*TASK TO COMPLETE*
Transcribe the portion of the text on large-scale transactions in MySQL, starting at "Combined with the" and ending at "a temporary file.".

*TEXT SECTION*

· · · ·

Large-Scale Transaction Processing in MySQL

Combined with the entire forwarding process of transactions in MySQL, let's take a look at how MySQL processes large-scale transactions:

1

• Before concurrent transactions enter the group commit process, each thread processes various SQL statements before the commit of transactions, generates binlog events, and writes them to the thread-private io_cache. If the thread encounters a large-scale transaction, such as 200M, it will exceed the default maximum memory cache of 32K for io_cache and need to be persisted in a temporary file.

• After concurrent transactions enter the group commit process, according to the flush->sync->commit group commit process of MySQL, the commit of transactions in the same group is led by the leader thread and performed in the order of transactions in the group.

• In the flush phase, the leader thread copies the binlog events on the io_cache of each thread to the global binlog file in the order within the group (without disk flushing). When encountering a thread of a large-scale transaction, since the binlog event of the large-scale transaction is persisted to a temporary file, the content of the temporary file needs to be read from I/O and then written to the global binlog file. Compared with the memory copy of ordinary transactions, the flush of large-scale transactions here will cause the flush of the current group to take a longer time, affecting the commit of ordinary transactions in the same group.

• In the sync phase, due to the existence of large-scale transactions, the I/O duration of the sync action will also be longer.

• In the commit phase, the commit order of the engine is required to be consistent with the binlog event order by default, which in turn causes other ordinary transactions in the same group can continue to be committed only after the large-scale transaction engine is committed. The commit of ordinary transactions in the same group is affected.

• If a MySQL instance is deployed using both the primary and the secondary databases, the transaction is committed until the secondary database receives the complete transaction and responds with an ACK. Due to the existence of large-scale transactions in the group commit, the network transmission time and retransmission will be seriously increased, affecting the commit of ordinary transactions in the same group.

• In the above process, the group commit process strictly controls concurrency through locks. Only one group of transactions can be processed in each phase of flush, sync, and commit at the same time. Therefore, when a large-scale transaction affects the processing of ordinary transactions in the same group, the throughput of the entire system is also dragged down.

Faced with various challenges brought by the large-scale transaction issue, MySQL has not had a good solution. It can only try to mitigate its negative impact by adding restrictions to warn or directly interrupt long-running large-scale transactions, or adjusting parameters binlog_cache_size, sync_binlog, and net_write_timeout. However, if the business itself has to have a large-scale transaction application scenario and has high requirements for system stability and smoothness, then MySQL is unable to meet the requirements.

Optimization of Large-Scale Transactions in PolarDB-X

As the distributed edition of PolarDB, PolarDB-X adopts a Shared-Nothing architecture based on storage and computing separation, with capabilities such as high availability of financial-grade data, distributed scale-out, hybrid loads, low-cost storage, and high scalability. The PolarDB-X compute node (CN) adopts a stateless design and provides the capabilities of data-distributed routing execution and dynamic scheduling. The PolarDB-X storage node (DN) adopts multi-replica synchronous replication of the X-Paxos protocol to ensure strong data consistency.

2

To solve the issue of large-scale transactions, PolarDB-X adopts the idea of "divide and conquer": CN transparent distribution + DN large-scale transaction splitting + DN large-scale object splitting.

· · · ·

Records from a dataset
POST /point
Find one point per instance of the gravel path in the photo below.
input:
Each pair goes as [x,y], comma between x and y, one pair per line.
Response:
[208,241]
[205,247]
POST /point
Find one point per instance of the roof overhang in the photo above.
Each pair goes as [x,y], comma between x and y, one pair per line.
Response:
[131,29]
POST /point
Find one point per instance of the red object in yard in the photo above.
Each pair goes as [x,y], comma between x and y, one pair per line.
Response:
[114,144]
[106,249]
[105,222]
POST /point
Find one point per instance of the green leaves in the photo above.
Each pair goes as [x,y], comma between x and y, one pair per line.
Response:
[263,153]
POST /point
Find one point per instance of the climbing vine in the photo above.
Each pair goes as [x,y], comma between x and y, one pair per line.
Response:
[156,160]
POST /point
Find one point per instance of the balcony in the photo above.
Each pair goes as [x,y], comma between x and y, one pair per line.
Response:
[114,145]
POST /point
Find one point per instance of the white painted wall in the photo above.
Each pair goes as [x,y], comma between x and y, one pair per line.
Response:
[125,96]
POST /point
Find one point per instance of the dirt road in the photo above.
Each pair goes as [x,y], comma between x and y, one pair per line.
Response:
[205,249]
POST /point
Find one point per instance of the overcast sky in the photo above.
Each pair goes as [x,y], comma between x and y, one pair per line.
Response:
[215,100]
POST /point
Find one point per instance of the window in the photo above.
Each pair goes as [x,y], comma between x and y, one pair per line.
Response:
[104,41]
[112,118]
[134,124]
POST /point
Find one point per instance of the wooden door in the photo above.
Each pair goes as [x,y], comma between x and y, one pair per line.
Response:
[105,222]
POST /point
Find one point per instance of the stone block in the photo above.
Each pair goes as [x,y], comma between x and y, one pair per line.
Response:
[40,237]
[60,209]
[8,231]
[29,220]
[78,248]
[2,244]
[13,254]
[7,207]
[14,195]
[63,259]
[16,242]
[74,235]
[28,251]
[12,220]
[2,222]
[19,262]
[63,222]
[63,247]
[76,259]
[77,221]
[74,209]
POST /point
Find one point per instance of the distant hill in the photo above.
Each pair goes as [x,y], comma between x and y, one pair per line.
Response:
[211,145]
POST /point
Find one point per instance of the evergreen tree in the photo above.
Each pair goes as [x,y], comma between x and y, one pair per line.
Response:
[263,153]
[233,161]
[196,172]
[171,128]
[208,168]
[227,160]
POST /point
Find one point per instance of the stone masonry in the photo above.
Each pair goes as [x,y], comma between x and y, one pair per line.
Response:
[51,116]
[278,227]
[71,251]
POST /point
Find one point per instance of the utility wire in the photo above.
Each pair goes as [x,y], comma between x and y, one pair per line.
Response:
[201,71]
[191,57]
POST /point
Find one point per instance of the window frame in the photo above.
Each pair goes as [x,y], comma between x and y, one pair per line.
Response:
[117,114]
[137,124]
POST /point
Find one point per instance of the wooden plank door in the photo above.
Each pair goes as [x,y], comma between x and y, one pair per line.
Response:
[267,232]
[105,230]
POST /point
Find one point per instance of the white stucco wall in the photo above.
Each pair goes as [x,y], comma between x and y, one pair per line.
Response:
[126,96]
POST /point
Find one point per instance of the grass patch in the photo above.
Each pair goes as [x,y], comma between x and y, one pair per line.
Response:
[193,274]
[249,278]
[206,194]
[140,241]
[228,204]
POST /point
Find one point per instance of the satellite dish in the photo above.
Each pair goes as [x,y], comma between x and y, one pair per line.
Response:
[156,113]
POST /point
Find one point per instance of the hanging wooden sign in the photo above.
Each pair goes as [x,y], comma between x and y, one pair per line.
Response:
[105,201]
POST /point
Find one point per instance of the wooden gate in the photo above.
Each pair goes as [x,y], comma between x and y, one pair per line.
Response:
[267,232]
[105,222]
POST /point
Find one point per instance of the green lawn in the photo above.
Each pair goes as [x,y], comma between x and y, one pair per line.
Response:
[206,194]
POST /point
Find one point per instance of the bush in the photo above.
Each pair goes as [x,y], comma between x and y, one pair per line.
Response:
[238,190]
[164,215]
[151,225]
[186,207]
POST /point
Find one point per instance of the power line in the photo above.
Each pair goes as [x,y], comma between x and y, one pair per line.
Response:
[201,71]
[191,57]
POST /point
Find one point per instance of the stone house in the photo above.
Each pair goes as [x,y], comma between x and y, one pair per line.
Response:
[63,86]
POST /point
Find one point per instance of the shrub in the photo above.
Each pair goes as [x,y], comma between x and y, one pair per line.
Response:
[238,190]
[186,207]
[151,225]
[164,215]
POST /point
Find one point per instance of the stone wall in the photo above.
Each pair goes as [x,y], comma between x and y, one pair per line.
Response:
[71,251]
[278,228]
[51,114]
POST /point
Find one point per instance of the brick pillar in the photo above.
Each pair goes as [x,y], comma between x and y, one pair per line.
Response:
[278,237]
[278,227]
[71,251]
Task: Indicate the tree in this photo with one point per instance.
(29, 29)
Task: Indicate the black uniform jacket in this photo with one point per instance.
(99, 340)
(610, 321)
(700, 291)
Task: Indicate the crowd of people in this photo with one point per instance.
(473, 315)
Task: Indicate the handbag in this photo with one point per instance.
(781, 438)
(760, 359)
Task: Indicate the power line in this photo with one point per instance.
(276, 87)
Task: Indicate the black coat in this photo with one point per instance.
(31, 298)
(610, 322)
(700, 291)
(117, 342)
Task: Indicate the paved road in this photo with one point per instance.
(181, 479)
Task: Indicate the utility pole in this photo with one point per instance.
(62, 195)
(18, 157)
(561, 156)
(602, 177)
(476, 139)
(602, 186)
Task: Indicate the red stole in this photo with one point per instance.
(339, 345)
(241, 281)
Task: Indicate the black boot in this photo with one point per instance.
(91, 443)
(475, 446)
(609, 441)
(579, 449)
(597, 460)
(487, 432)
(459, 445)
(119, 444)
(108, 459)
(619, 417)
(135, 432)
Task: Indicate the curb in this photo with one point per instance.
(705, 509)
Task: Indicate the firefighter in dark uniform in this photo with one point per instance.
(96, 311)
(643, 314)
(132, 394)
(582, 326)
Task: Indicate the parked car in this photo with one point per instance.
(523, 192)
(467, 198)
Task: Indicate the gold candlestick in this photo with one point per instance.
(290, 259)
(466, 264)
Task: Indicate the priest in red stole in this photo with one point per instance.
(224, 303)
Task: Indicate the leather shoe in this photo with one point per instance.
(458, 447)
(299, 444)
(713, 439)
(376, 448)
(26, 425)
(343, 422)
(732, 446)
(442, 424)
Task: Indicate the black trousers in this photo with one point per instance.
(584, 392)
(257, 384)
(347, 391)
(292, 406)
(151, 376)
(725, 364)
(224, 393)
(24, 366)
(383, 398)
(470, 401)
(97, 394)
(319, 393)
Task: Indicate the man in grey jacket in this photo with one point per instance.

· · · ·

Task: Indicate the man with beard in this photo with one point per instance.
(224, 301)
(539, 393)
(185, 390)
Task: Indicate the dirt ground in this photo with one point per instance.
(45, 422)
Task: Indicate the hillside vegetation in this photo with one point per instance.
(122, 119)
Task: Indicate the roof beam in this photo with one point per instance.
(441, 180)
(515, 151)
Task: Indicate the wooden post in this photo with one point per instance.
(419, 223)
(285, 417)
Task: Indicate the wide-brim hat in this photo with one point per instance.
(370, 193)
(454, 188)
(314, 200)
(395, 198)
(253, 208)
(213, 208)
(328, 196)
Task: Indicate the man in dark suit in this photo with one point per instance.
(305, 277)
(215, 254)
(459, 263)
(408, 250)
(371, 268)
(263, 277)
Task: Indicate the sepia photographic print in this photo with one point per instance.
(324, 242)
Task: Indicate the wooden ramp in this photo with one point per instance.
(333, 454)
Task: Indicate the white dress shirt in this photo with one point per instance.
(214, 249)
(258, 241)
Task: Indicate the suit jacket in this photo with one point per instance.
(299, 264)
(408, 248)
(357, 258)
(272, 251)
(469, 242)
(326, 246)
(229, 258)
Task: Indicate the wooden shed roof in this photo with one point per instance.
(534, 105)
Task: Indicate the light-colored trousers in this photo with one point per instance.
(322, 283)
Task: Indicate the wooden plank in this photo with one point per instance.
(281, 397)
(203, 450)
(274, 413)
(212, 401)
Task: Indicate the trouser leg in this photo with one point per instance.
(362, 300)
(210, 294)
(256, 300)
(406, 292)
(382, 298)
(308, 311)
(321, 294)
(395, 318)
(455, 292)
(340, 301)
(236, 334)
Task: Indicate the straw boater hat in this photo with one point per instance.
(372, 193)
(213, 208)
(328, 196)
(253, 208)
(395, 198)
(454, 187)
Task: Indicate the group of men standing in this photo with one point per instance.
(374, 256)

· · · ·

*WRITTEN RESPONSE*
Combined with the entire forwarding process of transactions in MySQL, let's take a look at how MySQL processes large-scale transactions:

1

• Before concurrent transactions enter the group commit process, each thread processes various SQL statements before the commit of transactions, generates binlog events, and writes them to the thread-private io_cache. If the thread encounters a large-scale transaction, such as 200M, it will exceed the default maximum memory cache of 32K for io_cache and need to be persisted in a temporary file.